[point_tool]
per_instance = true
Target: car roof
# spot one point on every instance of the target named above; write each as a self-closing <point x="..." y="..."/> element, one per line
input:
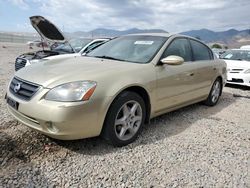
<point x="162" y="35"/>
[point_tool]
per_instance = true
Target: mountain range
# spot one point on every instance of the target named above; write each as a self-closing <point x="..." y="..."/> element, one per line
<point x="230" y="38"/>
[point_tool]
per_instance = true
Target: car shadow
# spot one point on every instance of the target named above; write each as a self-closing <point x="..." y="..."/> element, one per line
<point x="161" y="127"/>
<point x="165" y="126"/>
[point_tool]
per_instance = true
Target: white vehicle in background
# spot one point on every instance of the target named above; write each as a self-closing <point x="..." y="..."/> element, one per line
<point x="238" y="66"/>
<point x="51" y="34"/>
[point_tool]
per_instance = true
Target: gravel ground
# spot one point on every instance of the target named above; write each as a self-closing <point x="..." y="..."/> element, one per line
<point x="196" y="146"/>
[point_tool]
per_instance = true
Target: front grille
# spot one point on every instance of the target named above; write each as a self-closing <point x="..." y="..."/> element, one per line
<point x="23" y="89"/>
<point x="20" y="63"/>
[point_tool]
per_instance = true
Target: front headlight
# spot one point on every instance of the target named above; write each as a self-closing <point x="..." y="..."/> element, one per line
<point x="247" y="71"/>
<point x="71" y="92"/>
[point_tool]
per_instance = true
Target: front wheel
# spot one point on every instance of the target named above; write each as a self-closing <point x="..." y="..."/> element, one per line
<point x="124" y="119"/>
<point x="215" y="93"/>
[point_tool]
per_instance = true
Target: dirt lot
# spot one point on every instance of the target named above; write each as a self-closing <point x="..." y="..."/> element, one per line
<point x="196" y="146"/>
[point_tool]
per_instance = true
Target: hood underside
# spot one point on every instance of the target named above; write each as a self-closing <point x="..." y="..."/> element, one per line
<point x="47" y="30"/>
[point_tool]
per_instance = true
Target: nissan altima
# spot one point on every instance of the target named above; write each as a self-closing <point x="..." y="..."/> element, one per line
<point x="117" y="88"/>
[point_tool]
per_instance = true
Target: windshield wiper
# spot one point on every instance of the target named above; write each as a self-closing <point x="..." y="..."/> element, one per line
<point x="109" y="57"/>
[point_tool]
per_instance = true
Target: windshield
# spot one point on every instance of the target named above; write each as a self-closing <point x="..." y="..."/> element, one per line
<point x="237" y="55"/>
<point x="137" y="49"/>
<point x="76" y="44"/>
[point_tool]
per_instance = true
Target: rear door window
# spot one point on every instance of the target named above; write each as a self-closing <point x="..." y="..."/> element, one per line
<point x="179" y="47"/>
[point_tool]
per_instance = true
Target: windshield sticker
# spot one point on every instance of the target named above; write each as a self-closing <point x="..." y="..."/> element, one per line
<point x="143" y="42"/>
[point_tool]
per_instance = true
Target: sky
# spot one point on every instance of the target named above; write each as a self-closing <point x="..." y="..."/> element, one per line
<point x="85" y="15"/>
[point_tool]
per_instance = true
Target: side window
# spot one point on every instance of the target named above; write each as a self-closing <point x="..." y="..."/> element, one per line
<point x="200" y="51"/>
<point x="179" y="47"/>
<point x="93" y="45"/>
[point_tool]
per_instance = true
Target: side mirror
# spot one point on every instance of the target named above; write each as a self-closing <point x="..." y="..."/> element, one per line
# # #
Word for word, set down every record, keeping the images out.

[point_tool]
per_instance = true
Target: car roof
# spot one point on every instance of the target named above; write each as a self-closing <point x="..." y="..."/> element, one per line
input:
<point x="162" y="35"/>
[point_tool]
per_instance = true
Target: mountain range
# spot one point on every instance of the target named above; write each as a self-closing <point x="..." y="..."/> element, one per line
<point x="230" y="38"/>
[point_tool]
per_instance = true
Target: car shadow
# spot one point on every instance of the target named above; write each as a self-closing <point x="..." y="..."/> element, one per line
<point x="161" y="127"/>
<point x="165" y="126"/>
[point_tool]
per_instance = true
Target: white vehicle in background
# spot one point on every instance of the target named above; write each as a self-closing <point x="..." y="..."/> element, one per line
<point x="238" y="66"/>
<point x="51" y="34"/>
[point_tool]
per_instance = true
Target: gravel ground
# spot one point on every instance of the target named above; write each as a self-closing <point x="..." y="..."/> element, one per line
<point x="196" y="146"/>
[point_tool]
per_instance = true
Target: front grille
# spot one point on every instance of the target named above; write each as a self-closing <point x="..." y="..."/> element, one per line
<point x="23" y="89"/>
<point x="20" y="63"/>
[point_tool]
per_instance = true
Target: front headlight
# spot one point on every instance of the target named above; write each as a self-closing <point x="..." y="..."/> element, one per line
<point x="247" y="71"/>
<point x="71" y="92"/>
[point_tool]
per_instance = true
Target: front wheel
# spot one point on every instance of the target named above; write each as a self-closing <point x="..." y="..."/> element, one per line
<point x="124" y="119"/>
<point x="215" y="93"/>
[point_tool]
per_instance = true
Target: dirt lot
# spot one point on every instance of the target named above; write each as a self-closing <point x="..." y="..."/> element, one per line
<point x="196" y="146"/>
[point_tool]
per_instance = true
Target: hood underside
# spot one point on every instance of the target named above; write each as a self-closing <point x="..." y="..."/> element, one per line
<point x="47" y="30"/>
[point_tool]
per_instance = true
Target: nissan altima
# spot one point on every instance of the target named above; write each as a self-closing <point x="..." y="..."/> element, one per line
<point x="117" y="88"/>
[point_tool]
per_instance = true
Target: windshield wiper
# spot one point on every instance of the target named above; write each as a self-closing <point x="..." y="..."/> element, one per line
<point x="109" y="57"/>
[point_tool]
per_instance = true
Target: windshield
# spot one point on every instance of the target named above; write each as a self-closing <point x="..." y="..."/> element, one per line
<point x="237" y="55"/>
<point x="137" y="49"/>
<point x="76" y="44"/>
[point_tool]
per_instance = true
Target: rear door window
# spot one point on every instance of the target named above; write each as a self-closing <point x="..." y="..."/> element, one per line
<point x="179" y="47"/>
[point_tool]
per_instance = true
Target: windshield sticker
# spot one point on every instance of the target named above; write each as a self-closing <point x="..." y="..."/> element, one per line
<point x="143" y="42"/>
[point_tool]
per_instance = true
Target: sky
# spot one point on every instance of the target named above; write each as a self-closing <point x="..." y="..."/> element, one per line
<point x="85" y="15"/>
[point_tool]
per_instance = true
Target: side window
# spot one point on every instance of the target named above; write each as a self-closing <point x="..." y="..."/> element, one per line
<point x="200" y="51"/>
<point x="179" y="47"/>
<point x="93" y="45"/>
[point_tool]
per_instance = true
Target: side mirror
# spot one point on every instance of the target named above; write each as a self-closing <point x="..." y="..."/> element, one per line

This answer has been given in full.